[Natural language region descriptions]
====================

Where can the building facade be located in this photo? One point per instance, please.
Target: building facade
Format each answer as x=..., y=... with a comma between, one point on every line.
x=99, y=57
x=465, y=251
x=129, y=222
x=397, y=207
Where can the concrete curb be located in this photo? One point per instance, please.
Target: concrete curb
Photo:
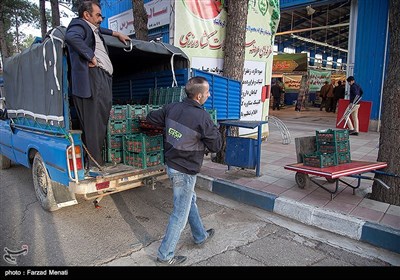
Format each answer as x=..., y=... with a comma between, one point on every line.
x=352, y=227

====================

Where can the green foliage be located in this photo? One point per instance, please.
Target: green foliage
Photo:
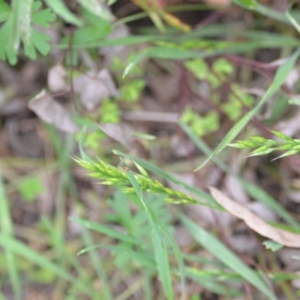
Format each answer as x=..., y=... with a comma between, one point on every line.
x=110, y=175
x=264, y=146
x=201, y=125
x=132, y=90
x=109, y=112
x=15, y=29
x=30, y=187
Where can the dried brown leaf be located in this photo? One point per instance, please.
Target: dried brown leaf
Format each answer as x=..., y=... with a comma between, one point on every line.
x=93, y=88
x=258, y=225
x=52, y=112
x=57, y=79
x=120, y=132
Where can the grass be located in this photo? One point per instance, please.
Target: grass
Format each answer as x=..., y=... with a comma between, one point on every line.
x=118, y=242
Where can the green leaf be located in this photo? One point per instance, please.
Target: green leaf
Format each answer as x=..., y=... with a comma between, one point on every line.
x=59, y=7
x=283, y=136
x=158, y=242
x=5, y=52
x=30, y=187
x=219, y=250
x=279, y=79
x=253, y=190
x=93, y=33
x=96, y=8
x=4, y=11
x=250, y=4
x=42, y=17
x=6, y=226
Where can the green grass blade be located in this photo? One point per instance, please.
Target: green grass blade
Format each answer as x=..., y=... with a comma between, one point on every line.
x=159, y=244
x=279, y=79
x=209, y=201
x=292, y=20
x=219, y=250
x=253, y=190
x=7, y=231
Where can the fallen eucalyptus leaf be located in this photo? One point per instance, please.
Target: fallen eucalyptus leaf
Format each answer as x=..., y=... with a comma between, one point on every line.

====================

If the word "brown" appears in a line above, copy that line.

EXERCISE RESULT |
Where can the dried brown leaf be located in this photo? One point per instance, please.
Target: dried brown leaf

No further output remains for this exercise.